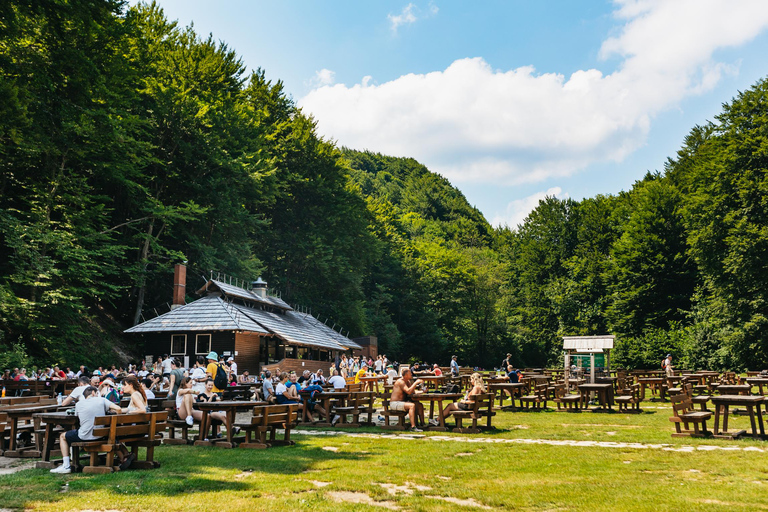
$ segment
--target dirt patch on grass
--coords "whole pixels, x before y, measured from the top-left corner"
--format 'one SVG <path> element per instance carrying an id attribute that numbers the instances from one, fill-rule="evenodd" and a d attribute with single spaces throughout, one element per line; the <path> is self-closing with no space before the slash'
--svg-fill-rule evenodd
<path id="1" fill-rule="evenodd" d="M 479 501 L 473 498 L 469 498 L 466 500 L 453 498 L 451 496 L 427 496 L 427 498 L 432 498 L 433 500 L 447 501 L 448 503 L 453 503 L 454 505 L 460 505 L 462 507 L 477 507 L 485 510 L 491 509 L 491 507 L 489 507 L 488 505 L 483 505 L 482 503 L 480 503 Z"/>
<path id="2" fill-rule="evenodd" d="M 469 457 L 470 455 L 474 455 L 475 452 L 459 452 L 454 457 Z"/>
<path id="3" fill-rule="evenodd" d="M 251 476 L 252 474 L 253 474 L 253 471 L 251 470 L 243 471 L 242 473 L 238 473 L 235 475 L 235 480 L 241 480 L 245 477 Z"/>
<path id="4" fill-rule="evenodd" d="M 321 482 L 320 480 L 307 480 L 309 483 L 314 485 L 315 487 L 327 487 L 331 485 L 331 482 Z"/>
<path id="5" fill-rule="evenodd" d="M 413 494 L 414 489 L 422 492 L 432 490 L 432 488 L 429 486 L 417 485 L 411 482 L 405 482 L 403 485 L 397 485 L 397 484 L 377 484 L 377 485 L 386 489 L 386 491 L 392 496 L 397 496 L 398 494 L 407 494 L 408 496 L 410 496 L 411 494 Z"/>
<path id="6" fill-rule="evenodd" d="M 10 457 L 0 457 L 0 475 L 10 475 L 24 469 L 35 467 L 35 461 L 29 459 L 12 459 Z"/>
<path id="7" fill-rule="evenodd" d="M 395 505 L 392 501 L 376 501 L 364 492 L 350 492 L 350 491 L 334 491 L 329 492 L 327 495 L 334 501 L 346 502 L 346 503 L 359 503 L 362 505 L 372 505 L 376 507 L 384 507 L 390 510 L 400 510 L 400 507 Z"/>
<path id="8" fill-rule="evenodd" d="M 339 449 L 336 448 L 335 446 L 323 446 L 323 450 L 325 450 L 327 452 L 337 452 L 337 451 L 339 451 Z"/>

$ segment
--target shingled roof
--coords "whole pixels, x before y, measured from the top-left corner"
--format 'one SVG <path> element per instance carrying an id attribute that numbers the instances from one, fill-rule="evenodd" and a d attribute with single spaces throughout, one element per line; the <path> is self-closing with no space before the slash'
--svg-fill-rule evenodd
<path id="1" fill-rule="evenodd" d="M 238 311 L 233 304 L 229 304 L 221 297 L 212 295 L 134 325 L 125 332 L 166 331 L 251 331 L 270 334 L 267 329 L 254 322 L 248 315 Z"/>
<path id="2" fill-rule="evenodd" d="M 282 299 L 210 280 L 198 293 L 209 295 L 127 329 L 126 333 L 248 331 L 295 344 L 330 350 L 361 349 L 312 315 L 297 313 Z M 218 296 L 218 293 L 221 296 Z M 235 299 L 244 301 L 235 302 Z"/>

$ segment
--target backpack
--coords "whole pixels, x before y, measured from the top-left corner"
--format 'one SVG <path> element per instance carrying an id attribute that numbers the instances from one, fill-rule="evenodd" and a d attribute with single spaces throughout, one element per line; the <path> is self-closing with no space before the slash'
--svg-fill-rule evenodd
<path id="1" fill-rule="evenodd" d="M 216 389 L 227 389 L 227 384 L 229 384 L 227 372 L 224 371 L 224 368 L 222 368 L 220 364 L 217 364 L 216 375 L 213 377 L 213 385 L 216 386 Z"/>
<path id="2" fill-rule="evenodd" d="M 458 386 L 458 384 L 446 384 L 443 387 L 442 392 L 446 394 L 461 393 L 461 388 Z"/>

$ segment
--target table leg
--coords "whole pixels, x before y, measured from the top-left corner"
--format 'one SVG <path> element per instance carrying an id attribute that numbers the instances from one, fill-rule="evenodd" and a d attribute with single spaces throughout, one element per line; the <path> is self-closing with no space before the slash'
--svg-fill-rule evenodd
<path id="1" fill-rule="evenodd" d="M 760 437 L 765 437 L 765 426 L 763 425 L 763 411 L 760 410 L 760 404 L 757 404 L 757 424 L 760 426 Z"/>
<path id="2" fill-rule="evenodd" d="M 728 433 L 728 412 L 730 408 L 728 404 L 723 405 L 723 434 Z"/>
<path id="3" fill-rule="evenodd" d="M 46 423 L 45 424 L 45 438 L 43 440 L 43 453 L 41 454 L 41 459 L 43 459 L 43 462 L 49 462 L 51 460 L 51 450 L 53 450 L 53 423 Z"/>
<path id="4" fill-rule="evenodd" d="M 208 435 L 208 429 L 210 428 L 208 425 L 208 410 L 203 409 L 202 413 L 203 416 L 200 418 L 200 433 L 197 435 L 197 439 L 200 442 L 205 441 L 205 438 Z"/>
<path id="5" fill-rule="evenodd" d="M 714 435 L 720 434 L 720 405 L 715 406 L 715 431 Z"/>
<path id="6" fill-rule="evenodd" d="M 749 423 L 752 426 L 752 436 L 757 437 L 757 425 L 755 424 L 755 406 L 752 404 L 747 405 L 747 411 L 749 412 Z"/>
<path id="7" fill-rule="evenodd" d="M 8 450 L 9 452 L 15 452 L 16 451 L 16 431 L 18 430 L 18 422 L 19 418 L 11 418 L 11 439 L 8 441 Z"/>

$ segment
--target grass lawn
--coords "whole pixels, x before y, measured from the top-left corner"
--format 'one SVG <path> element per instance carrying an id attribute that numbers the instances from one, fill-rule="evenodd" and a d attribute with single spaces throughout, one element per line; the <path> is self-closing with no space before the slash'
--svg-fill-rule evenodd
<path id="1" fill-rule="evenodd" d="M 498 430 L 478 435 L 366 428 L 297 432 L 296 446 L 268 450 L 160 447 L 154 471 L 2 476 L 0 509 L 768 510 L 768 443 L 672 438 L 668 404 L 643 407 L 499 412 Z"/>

-- Exercise goal --
The output is the lines from the start of the data above through the line containing "--target shingled roof", unchanged, with any picture left out.

-- Problem solution --
$ segment
--target dirt patch on grass
--coords "whole pixels, x before y, measured from the top-left corner"
--format 'one SVG <path> element per instance carrying an id attribute that numbers the instances from one, fill-rule="evenodd" and a d attribute with single spaces throughout, one element per line; the <path> is self-closing with no space before the slash'
--svg-fill-rule evenodd
<path id="1" fill-rule="evenodd" d="M 479 501 L 473 498 L 469 498 L 466 500 L 453 498 L 451 496 L 427 496 L 427 498 L 432 498 L 433 500 L 447 501 L 448 503 L 453 503 L 454 505 L 460 505 L 462 507 L 477 507 L 485 510 L 491 509 L 491 507 L 489 507 L 488 505 L 483 505 L 482 503 L 480 503 Z"/>
<path id="2" fill-rule="evenodd" d="M 469 457 L 470 455 L 474 455 L 475 452 L 459 452 L 454 457 Z"/>
<path id="3" fill-rule="evenodd" d="M 251 476 L 252 474 L 253 474 L 253 471 L 251 470 L 243 471 L 242 473 L 238 473 L 235 475 L 235 480 L 241 480 L 245 477 Z"/>
<path id="4" fill-rule="evenodd" d="M 321 482 L 320 480 L 307 480 L 309 483 L 314 485 L 315 487 L 327 487 L 331 485 L 331 482 Z"/>
<path id="5" fill-rule="evenodd" d="M 413 494 L 414 489 L 422 492 L 432 490 L 432 488 L 429 486 L 417 485 L 411 482 L 405 482 L 403 485 L 397 485 L 397 484 L 377 484 L 377 485 L 386 489 L 386 491 L 392 496 L 397 496 L 398 494 L 407 494 L 408 496 L 410 496 L 411 494 Z"/>
<path id="6" fill-rule="evenodd" d="M 10 457 L 0 457 L 0 475 L 10 475 L 24 469 L 35 467 L 35 461 L 29 459 L 12 459 Z"/>
<path id="7" fill-rule="evenodd" d="M 395 505 L 392 501 L 376 501 L 364 492 L 350 492 L 350 491 L 334 491 L 329 492 L 327 495 L 334 501 L 346 502 L 346 503 L 359 503 L 362 505 L 372 505 L 376 507 L 384 507 L 390 510 L 400 510 L 400 507 Z"/>
<path id="8" fill-rule="evenodd" d="M 339 449 L 336 448 L 335 446 L 323 446 L 323 450 L 325 450 L 327 452 L 337 452 L 337 451 L 339 451 Z"/>

$ segment
--target shingled roof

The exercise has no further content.